RECORD SET Start Marker

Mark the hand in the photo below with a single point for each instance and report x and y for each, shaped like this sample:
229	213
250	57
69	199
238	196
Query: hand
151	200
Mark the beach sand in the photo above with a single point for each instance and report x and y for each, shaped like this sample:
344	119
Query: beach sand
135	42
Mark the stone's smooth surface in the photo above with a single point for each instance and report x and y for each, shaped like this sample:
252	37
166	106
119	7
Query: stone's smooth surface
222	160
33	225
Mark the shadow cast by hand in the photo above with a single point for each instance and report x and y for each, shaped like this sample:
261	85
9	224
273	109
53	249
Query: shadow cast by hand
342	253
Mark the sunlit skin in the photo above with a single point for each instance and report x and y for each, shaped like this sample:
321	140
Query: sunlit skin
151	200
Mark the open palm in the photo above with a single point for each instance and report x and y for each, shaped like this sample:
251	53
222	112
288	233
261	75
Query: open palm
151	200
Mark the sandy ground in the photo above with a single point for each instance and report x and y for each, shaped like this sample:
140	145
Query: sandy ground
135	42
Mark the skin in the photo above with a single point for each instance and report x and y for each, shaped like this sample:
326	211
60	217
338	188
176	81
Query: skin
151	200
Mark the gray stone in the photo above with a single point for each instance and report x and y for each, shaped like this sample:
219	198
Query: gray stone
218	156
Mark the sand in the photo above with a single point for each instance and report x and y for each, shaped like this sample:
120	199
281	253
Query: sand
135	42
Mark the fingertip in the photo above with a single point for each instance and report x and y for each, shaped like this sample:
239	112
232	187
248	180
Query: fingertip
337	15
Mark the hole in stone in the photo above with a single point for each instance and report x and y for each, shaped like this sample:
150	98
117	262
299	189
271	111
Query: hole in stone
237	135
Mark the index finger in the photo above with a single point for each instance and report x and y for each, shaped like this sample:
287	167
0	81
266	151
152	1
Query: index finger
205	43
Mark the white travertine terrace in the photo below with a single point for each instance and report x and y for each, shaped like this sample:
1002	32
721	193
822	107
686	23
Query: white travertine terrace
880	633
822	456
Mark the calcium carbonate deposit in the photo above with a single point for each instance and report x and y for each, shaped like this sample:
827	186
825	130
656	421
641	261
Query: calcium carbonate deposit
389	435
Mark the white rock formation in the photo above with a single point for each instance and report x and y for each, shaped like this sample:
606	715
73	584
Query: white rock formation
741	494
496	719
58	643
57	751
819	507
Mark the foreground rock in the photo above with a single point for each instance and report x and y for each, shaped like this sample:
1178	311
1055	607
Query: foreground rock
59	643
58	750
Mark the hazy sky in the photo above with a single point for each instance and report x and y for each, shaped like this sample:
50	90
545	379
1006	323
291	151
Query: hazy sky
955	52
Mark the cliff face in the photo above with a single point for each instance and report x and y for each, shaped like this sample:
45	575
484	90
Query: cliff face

RECORD SET End Marker

REQUIRED WORK:
Above are some records. Report the number of their lines that include "below", and add nothing else.

TASK OUTPUT:
2